TEXT SEGMENT>
-------------------------
In May, President Trump welcomed Hungarian Prime Minister Viktor Orban to the White House. It was his first visit since Bill Clinton rolled out the red carpet for him in 1998.
Two decades ago, Mr. Orban was a centrist who praised the U.S. government for helping Hungary to escape Russian influence by joining NATO. Since that time, he's gradually adopted more autocratic tendencies. He has slowly sought to undermine democratic institutions and the personal liberties of his people. What is perhaps most concerning, in recent years, has been the Prime Minister’s attempts to align his nation more closely with Russia and China, fervent opponents of American influence.
Secretary of State Mike Pompeo has wisely expressed concerns about the influence Russia and China wield in Hungary and other Central European countries. These sentiments have been echoed by Republican and Democratic Senators on Capitol Hill, including Senate Foreign Relations Committee Chairman Jim Risch. They were correct to offer a candid assessment about Hungary’s “downward democratic trajectory and the implications for U.S. interests in Central Europe.”
-------------------------
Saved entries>
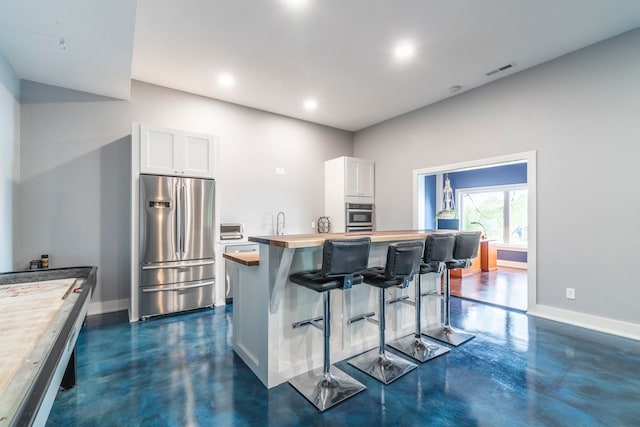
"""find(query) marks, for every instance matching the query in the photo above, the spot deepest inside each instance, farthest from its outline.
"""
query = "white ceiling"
(338, 51)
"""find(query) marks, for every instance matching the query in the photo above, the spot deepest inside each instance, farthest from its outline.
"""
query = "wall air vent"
(500, 69)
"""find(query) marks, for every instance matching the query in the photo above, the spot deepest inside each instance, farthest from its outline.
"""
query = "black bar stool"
(342, 263)
(403, 261)
(438, 248)
(466, 248)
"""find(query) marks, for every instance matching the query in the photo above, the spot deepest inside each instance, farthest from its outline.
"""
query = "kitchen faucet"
(280, 224)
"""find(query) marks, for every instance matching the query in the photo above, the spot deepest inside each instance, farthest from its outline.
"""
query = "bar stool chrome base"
(383, 367)
(324, 390)
(448, 335)
(418, 348)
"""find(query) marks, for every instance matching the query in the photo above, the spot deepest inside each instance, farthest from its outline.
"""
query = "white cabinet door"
(359, 177)
(366, 178)
(159, 150)
(351, 177)
(198, 155)
(173, 152)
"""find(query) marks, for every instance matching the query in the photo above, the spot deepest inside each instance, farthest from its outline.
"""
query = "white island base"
(266, 304)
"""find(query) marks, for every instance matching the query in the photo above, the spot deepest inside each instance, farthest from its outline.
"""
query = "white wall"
(581, 114)
(75, 185)
(9, 160)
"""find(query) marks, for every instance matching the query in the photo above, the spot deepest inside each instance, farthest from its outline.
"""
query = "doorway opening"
(496, 196)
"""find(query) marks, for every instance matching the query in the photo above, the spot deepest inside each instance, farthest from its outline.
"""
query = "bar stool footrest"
(448, 335)
(419, 348)
(383, 367)
(325, 390)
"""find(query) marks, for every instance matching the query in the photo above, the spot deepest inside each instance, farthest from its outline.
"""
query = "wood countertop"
(249, 259)
(317, 239)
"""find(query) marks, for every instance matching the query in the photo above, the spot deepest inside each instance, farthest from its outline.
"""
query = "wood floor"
(505, 287)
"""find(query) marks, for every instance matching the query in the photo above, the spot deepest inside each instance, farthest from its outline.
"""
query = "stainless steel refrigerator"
(177, 260)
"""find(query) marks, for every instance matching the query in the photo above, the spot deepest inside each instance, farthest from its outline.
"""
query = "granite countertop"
(317, 239)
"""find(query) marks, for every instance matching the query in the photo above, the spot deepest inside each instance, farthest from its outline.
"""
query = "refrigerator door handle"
(178, 222)
(176, 289)
(183, 208)
(174, 265)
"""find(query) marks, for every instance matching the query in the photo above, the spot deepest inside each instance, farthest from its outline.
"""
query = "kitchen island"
(266, 305)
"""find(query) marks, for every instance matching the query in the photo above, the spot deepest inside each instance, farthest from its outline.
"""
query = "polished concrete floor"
(518, 371)
(504, 287)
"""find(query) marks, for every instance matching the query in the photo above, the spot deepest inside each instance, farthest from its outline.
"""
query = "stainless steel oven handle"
(193, 264)
(181, 288)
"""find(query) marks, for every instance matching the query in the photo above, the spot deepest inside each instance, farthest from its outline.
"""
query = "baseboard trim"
(512, 264)
(596, 323)
(102, 307)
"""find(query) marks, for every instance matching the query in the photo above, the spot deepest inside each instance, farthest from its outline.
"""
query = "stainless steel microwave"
(360, 215)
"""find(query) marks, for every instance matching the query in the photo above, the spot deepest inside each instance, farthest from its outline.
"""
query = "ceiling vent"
(500, 69)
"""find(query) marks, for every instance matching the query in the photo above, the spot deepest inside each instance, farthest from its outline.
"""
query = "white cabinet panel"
(158, 150)
(359, 177)
(199, 155)
(174, 152)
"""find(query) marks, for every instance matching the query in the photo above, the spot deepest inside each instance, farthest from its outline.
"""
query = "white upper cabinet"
(359, 177)
(175, 152)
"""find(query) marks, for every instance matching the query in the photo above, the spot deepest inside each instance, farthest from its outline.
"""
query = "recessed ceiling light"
(296, 4)
(310, 104)
(226, 80)
(404, 51)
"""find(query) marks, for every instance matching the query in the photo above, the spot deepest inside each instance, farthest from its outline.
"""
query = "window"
(501, 211)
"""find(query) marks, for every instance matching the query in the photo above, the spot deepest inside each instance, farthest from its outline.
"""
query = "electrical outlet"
(571, 293)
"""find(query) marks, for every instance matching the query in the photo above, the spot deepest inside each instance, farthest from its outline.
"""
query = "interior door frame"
(530, 158)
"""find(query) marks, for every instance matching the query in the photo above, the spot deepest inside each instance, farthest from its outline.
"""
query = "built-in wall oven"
(360, 217)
-------------------------
Can you retype the text on Hungary's Prime Minister Viktor Orban between "Two decades ago, Mr." and "of American influence.", inclusive?

EXPECTED OUTPUT>
Two decades ago, Mr. Orban was a centrist who praised the U.S. government for helping Hungary to escape Russian influence by joining NATO. Since that time, he's gradually adopted more autocratic tendencies. He has slowly sought to undermine democratic institutions and the personal liberties of his people. What is perhaps most concerning, in recent years, has been the Prime Minister’s attempts to align his nation more closely with Russia and China, fervent opponents of American influence.